[Saved entries]
━━━━━━━━━━━━━━━━━━━━

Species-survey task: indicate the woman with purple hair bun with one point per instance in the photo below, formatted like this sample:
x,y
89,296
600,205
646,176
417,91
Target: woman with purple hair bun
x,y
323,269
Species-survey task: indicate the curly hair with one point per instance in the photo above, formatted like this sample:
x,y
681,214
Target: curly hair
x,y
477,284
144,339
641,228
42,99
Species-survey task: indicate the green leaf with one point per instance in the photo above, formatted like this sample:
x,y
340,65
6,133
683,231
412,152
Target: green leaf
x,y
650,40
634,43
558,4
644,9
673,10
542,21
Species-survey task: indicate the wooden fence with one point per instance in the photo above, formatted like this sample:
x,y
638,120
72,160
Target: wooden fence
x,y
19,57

━━━━━━━━━━━━━━━━━━━━

* [Stated problem]: Write out every saved entry above again in full, requests included, scaling each coordinate in the answers by 2.1 and rounding to the nearest whole number, with halves rounded up. Keep the numbers in the requests and their format samples unchanged.

* [Task answer]:
Species-survey task: indicate the woman with purple hair bun with one point per instance in the photo below, formatted like this sample:
x,y
89,296
600,205
646,176
417,91
Target: woman with purple hair bun
x,y
678,565
Species-survey task: indicate the curly hair with one point per instance in the photo above, formatted like this sample:
x,y
681,214
Target: curly hair
x,y
1002,596
302,712
1346,479
88,208
Species-survey task: indicate the green leaf with one point per instance in the photo above, formatted like this sample:
x,y
340,65
6,133
683,231
412,152
Target: green leaf
x,y
1365,84
1331,90
1172,8
1352,19
1413,21
1138,44
Species-survey task: indicate the wooden fence with one point per instance in the photo above, formatted like this sample:
x,y
638,120
72,160
Target: wooden fence
x,y
40,120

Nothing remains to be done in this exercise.